▶ **What you need to do**
Report how many lines in the records hold the string "shrub"; give the number and nothing else.
________________________________________
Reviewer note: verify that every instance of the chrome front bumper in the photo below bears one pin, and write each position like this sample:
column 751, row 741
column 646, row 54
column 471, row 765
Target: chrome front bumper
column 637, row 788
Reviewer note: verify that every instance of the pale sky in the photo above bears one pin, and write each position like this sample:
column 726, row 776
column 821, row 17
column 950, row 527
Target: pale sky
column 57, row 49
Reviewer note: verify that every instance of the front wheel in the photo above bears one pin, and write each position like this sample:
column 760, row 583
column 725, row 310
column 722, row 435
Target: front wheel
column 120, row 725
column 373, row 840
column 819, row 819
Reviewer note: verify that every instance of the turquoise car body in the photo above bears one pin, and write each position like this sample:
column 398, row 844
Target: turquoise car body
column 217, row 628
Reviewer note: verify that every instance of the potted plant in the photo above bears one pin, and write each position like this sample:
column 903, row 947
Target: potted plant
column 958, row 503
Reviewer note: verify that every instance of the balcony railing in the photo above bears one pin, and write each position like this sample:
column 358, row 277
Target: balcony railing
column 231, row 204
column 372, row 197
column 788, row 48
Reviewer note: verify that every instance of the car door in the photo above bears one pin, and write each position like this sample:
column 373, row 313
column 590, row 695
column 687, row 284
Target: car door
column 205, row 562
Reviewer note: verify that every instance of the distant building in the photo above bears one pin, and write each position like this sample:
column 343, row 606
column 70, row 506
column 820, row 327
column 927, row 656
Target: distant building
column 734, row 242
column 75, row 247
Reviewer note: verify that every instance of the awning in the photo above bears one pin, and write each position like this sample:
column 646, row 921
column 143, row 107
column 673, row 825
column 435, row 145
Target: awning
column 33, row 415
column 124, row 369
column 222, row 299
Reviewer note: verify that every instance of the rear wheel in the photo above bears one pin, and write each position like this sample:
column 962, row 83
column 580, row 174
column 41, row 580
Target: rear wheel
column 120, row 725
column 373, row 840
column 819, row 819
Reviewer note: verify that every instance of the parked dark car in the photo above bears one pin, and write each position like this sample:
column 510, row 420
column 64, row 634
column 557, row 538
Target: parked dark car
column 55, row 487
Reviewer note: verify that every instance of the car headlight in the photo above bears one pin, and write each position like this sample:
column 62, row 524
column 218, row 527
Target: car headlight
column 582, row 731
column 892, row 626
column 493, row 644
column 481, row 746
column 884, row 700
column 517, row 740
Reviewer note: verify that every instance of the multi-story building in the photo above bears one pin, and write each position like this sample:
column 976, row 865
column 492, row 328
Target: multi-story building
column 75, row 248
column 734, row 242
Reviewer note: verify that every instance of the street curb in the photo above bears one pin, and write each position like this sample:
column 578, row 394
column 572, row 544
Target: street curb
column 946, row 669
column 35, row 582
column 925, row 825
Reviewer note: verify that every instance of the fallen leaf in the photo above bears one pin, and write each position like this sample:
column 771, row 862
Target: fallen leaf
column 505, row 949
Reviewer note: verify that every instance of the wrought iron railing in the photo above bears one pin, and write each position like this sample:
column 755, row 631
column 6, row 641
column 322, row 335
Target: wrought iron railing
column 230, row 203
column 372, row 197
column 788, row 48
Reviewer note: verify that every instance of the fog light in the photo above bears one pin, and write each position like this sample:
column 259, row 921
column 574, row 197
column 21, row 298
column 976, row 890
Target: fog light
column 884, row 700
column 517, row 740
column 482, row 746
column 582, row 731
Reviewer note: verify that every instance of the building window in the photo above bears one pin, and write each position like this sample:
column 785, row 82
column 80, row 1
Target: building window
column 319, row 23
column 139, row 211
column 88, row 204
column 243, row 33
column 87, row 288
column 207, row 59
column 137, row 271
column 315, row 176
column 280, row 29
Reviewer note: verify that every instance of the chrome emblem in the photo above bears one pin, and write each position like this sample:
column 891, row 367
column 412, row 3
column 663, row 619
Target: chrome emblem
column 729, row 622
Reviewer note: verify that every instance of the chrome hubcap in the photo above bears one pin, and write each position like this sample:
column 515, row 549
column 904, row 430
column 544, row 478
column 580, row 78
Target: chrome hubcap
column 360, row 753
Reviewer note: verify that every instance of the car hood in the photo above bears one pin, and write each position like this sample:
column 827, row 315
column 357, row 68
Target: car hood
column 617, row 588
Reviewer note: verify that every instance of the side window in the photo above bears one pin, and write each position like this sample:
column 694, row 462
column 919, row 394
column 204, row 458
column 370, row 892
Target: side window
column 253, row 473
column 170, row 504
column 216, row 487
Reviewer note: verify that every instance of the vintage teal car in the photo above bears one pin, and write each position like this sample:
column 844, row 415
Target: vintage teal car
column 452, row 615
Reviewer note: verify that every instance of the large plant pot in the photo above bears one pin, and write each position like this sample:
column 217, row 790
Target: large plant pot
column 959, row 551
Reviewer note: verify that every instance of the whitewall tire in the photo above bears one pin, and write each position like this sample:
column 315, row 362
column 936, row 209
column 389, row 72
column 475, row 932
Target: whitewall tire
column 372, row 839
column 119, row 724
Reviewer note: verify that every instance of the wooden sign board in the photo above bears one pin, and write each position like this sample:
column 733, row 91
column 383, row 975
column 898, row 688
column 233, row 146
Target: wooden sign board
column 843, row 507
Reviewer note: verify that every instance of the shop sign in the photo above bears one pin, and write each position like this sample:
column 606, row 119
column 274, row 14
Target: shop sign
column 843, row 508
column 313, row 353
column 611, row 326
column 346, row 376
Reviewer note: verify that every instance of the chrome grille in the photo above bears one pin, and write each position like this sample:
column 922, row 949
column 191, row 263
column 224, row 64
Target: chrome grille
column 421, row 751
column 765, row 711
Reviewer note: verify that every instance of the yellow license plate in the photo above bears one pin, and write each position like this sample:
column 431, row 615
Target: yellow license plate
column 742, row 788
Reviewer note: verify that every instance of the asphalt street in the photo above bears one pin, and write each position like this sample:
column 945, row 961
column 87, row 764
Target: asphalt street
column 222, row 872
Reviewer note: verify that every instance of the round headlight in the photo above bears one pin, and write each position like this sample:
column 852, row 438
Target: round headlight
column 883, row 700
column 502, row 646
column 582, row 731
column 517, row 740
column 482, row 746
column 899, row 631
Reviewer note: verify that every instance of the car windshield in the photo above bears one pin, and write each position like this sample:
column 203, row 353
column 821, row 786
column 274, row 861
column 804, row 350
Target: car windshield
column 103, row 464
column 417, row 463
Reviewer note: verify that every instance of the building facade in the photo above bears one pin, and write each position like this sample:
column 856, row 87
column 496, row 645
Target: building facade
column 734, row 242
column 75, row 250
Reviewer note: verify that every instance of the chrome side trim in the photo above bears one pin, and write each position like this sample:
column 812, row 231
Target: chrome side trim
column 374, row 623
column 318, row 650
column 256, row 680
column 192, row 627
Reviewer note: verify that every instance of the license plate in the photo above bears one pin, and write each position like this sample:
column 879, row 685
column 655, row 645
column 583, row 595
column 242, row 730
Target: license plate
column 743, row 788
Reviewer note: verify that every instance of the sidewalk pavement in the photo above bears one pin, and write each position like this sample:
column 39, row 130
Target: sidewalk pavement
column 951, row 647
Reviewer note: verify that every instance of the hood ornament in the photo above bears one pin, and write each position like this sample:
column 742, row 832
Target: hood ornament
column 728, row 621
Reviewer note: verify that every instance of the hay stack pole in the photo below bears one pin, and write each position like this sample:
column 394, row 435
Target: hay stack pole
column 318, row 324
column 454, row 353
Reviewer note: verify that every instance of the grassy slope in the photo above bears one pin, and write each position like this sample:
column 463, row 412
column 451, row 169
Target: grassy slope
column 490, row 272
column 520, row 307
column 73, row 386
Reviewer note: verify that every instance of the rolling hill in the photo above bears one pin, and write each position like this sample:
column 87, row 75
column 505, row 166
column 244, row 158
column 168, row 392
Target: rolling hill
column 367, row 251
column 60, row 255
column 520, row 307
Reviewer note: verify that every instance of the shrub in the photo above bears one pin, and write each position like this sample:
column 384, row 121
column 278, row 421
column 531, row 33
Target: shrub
________________________________________
▶ **Answer to this task**
2